Express the data below as a JSON list of strings, one string per line, from the start of the data through the line containing "(198, 37), (222, 61)", with both ends included. Skip any blank lines and omit the pictures.

□ □ □

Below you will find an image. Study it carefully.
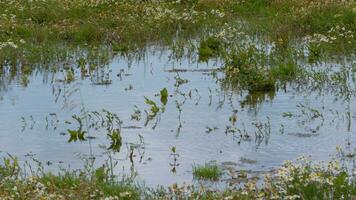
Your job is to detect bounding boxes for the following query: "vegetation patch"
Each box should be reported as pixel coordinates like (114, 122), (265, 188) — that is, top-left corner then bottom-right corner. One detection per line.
(193, 163), (222, 181)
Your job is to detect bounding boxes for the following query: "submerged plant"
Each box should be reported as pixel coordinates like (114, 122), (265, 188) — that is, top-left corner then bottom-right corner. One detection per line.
(193, 163), (222, 181)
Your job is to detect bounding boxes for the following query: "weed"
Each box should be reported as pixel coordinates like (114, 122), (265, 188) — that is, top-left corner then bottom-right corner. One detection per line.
(193, 163), (221, 181)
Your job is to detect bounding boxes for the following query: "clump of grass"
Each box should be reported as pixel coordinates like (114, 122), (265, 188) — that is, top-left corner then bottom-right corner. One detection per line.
(225, 47), (276, 92)
(193, 164), (221, 181)
(198, 37), (222, 61)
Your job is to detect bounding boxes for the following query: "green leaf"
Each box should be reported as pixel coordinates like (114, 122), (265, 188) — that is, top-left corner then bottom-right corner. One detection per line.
(160, 88), (168, 105)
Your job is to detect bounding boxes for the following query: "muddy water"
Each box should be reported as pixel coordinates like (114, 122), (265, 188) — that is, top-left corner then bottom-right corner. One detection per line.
(0, 47), (356, 186)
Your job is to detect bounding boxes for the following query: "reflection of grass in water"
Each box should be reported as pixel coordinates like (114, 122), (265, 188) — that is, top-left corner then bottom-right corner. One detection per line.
(193, 164), (221, 181)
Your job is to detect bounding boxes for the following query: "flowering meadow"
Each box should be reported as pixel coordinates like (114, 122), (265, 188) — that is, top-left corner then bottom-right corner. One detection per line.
(0, 0), (356, 200)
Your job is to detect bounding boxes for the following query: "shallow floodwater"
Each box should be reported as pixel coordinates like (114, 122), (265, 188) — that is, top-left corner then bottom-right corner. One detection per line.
(0, 47), (356, 186)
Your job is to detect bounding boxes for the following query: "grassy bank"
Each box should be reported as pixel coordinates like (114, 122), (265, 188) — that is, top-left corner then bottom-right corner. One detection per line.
(0, 152), (356, 199)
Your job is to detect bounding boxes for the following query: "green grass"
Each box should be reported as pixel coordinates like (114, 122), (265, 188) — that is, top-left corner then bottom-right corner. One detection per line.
(0, 154), (356, 200)
(193, 164), (221, 181)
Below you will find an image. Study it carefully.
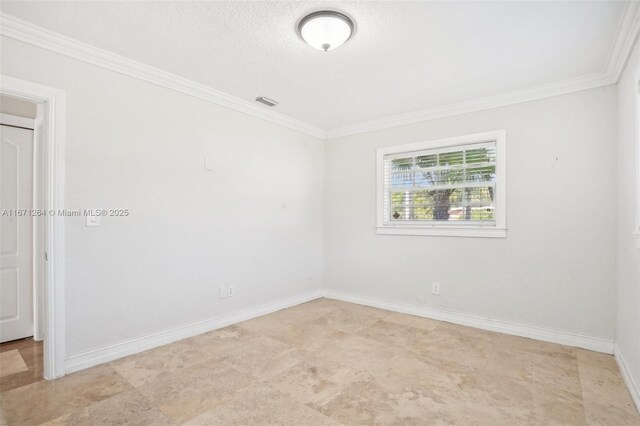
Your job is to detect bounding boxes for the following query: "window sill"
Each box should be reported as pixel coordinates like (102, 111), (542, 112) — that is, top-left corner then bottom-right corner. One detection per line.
(376, 226), (504, 238)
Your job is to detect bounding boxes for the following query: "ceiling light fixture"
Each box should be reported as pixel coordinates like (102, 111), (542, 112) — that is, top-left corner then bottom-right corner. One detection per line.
(298, 10), (354, 52)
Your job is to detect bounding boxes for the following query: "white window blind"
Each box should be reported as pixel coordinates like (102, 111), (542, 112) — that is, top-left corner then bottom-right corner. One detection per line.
(383, 141), (497, 226)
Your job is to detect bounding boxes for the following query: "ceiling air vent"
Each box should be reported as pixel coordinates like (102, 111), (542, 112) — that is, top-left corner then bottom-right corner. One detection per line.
(256, 96), (278, 106)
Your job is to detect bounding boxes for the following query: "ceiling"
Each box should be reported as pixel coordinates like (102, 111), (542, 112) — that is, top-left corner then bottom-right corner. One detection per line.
(2, 1), (625, 130)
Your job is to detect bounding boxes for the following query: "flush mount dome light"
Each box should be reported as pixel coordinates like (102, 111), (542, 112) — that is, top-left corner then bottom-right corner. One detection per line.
(298, 10), (354, 52)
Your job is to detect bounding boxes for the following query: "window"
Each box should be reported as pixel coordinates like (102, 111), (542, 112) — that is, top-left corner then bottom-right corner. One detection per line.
(377, 130), (506, 237)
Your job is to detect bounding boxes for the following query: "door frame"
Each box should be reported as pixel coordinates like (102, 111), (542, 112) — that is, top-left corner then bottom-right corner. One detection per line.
(0, 75), (66, 380)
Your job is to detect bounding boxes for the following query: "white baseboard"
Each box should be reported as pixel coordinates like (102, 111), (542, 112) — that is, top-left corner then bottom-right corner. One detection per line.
(323, 290), (613, 354)
(614, 344), (640, 412)
(65, 291), (322, 374)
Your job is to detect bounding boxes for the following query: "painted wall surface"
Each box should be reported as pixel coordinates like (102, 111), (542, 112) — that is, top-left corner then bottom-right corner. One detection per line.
(325, 86), (616, 339)
(0, 95), (36, 118)
(616, 35), (640, 402)
(1, 38), (324, 356)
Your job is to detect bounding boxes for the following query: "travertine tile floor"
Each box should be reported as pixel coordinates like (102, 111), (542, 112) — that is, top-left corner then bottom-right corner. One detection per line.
(0, 299), (640, 426)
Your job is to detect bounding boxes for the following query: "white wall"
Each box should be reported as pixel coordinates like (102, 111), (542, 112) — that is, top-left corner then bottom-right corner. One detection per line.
(325, 86), (616, 340)
(616, 35), (640, 409)
(1, 37), (324, 356)
(0, 95), (36, 118)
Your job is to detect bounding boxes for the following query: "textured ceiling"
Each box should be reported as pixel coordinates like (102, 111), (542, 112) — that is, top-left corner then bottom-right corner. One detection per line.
(1, 1), (624, 129)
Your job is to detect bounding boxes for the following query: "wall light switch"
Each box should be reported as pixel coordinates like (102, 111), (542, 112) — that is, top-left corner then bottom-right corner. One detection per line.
(204, 157), (213, 172)
(87, 215), (100, 226)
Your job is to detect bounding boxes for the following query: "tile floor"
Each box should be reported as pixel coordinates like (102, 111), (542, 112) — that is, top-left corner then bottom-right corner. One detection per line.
(0, 299), (640, 426)
(0, 338), (44, 392)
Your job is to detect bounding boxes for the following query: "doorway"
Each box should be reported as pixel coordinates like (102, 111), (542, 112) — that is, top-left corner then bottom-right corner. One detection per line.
(0, 101), (44, 391)
(0, 76), (65, 380)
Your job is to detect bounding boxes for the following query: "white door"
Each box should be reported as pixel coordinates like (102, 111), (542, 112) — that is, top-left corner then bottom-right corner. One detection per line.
(0, 125), (33, 342)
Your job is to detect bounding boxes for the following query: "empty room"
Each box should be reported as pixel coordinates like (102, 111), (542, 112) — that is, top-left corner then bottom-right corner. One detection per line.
(0, 0), (640, 426)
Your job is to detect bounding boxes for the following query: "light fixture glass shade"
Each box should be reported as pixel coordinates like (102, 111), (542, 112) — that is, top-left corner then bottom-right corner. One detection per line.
(298, 10), (353, 51)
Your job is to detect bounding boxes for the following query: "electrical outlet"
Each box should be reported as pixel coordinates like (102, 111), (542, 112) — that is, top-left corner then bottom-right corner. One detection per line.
(431, 283), (440, 296)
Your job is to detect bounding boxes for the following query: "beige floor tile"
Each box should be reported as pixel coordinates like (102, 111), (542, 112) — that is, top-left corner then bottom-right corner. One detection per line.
(268, 356), (368, 404)
(317, 335), (406, 373)
(44, 389), (175, 426)
(110, 341), (207, 386)
(313, 305), (386, 333)
(0, 366), (131, 425)
(575, 349), (618, 371)
(0, 349), (29, 377)
(357, 318), (431, 350)
(411, 323), (493, 372)
(221, 336), (304, 382)
(185, 385), (340, 426)
(384, 313), (440, 331)
(485, 349), (581, 395)
(579, 363), (640, 426)
(137, 361), (255, 424)
(270, 323), (349, 353)
(0, 299), (640, 426)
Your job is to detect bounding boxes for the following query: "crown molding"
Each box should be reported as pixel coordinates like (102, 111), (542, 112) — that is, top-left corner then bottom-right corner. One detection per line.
(327, 72), (615, 139)
(0, 0), (640, 140)
(326, 0), (640, 139)
(606, 1), (640, 82)
(0, 14), (326, 139)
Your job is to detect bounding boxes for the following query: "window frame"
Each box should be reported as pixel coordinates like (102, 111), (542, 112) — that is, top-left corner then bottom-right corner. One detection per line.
(376, 130), (507, 238)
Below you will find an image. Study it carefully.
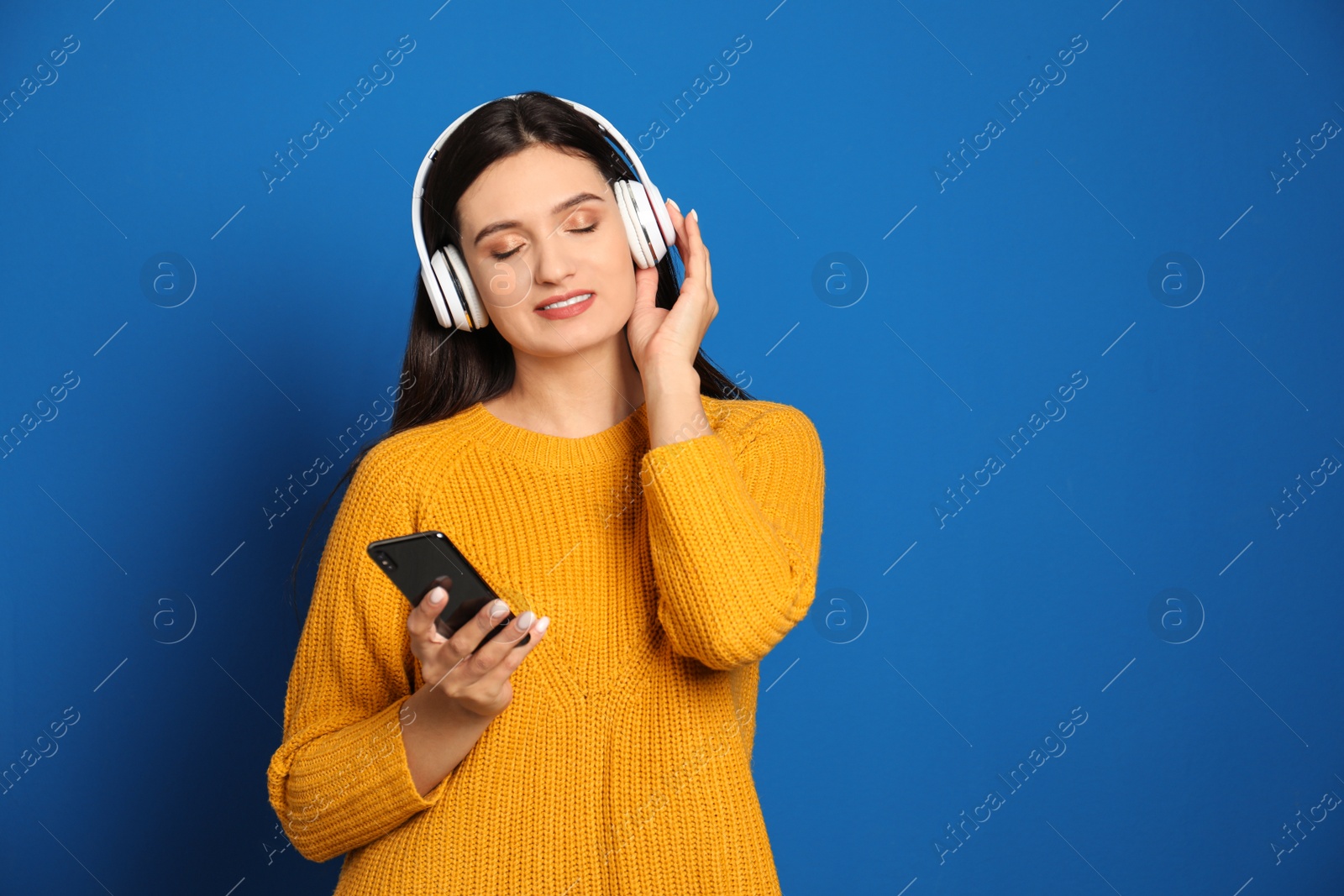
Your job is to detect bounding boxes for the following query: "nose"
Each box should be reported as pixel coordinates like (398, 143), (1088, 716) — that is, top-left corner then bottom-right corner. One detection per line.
(533, 228), (575, 294)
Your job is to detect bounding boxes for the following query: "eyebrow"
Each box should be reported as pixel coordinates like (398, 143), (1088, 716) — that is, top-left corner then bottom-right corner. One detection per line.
(472, 193), (606, 246)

□ □ □

■ ANSWER TO THE EXERCISE:
[
  "Below you will find an image. Study it carefully.",
  "Your job is to detect bounding boxes for the following query: \"vegetation patch\"",
  "Each box should be reported as pixel coordinates like (114, 122), (265, 188) — that is, top-left corner then bottom-right corner. One detection per line.",
  "(193, 163), (222, 181)",
  "Your job is to detect bounding boxes for the following query: \"submerged plant\"",
  "Each box should be reported as pixel coordinates like (114, 122), (265, 188) — that is, top-left corner then bottom-right corner. One detection per line.",
  "(193, 163), (222, 181)",
  "Your job is to detect bounding boxes for the following query: \"weed\"",
  "Each box should be reported as pixel coordinates like (114, 122), (265, 188) — that is, top-left corner then bottom-right corner. One detection per line.",
  "(193, 163), (221, 181)",
  "Your job is to detect bounding boxes for the following query: \"clump of grass\"",
  "Each box should be reported as pixel coordinates like (114, 122), (265, 188) — that is, top-left corner then bottom-right corner. One detection per line.",
  "(225, 47), (276, 92)",
  "(193, 164), (221, 181)",
  "(198, 37), (222, 61)"
]